## Text
● ● ●

Digitization and technological innovations is profoundly altering our lives and our workplaces. These changes can present real benefits but also can pose genuine threats that exacerbate the racial and economic inequality and political polarization. Workers and unions must have a meaningful voice in the development and deployment of technologies that impact the quality and security of more and more jobs. Today, the Big Tech companies often collaborate with publicly funded research institutions to impose new technologies on workers without their input or consent.

Workers often lose out while tech titans reap rewards. The pandemic has highlighted the yawning economic inequality exacerbated by technology for workers—some telecommuting by video conference but millions of essential workers toiling harder, vulnerable to infection, and increasingly monitored and directed by computer systems. And these impacts fall heaviest on lowwage workers and Black, Latinx, and Native workers who have long faced occupational segregation and discrimination.

● ● ●

## Activities
**a.** List the forms of inequality or division that the passage on technology and workers says new technologies can worsen.
**b.** Extend the passage on technology and workers past its final sentence.

## Pointing data for referring expressions
● ● ●

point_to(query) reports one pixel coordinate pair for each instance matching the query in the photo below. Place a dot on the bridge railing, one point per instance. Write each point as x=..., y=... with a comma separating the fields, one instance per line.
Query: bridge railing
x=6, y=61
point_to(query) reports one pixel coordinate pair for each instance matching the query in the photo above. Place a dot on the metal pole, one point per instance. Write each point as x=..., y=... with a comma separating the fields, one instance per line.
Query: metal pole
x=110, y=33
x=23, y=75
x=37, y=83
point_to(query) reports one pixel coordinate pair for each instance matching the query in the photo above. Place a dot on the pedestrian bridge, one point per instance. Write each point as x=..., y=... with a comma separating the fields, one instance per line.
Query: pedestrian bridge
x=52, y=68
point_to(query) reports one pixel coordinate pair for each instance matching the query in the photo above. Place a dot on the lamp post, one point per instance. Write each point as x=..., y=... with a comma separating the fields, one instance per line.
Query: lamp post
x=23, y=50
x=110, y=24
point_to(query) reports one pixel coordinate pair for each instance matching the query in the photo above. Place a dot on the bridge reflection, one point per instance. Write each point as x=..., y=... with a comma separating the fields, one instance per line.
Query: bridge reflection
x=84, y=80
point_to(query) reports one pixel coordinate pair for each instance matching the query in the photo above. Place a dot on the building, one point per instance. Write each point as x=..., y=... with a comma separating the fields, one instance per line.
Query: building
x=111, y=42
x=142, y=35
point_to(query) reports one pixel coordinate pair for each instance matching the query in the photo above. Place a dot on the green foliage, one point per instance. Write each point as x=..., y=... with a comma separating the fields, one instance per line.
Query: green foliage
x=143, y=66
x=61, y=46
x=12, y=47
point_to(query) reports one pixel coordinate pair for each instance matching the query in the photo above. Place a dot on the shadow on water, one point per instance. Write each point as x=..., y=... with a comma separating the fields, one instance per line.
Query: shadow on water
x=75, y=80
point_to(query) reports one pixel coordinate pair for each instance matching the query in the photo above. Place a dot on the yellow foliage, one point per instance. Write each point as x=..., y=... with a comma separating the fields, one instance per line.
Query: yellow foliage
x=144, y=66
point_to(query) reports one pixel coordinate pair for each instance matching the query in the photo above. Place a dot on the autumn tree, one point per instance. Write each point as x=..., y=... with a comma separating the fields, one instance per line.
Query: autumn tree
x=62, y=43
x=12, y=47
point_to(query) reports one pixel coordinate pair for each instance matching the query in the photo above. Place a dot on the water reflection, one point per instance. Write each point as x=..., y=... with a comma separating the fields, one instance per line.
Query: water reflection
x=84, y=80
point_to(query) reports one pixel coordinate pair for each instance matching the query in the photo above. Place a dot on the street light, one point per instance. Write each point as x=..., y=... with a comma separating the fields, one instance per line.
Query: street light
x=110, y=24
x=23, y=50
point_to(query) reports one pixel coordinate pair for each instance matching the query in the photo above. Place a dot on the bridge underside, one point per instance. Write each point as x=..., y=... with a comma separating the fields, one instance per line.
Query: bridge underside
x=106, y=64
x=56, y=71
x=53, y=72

● ● ●

## Responses to the exercise
**a.** Racial inequality, economic inequality, political polarization

**b.**
This has to change. The AFL-CIO Technology Institute injects union and worker voices into the policy maelstrom and confronts the Big Tech monopoly power over people’s lives. We need to craft a future that delivers the economic and social benefits of technology more justly and equitably and puts workers and people at the forefront rather than at the end of the line. Workers and labor unions must be partners with companies and regulators to shape a future that benefits everyone, the same way the labor movement has helped workers navigate economic dislocation for more than the past century.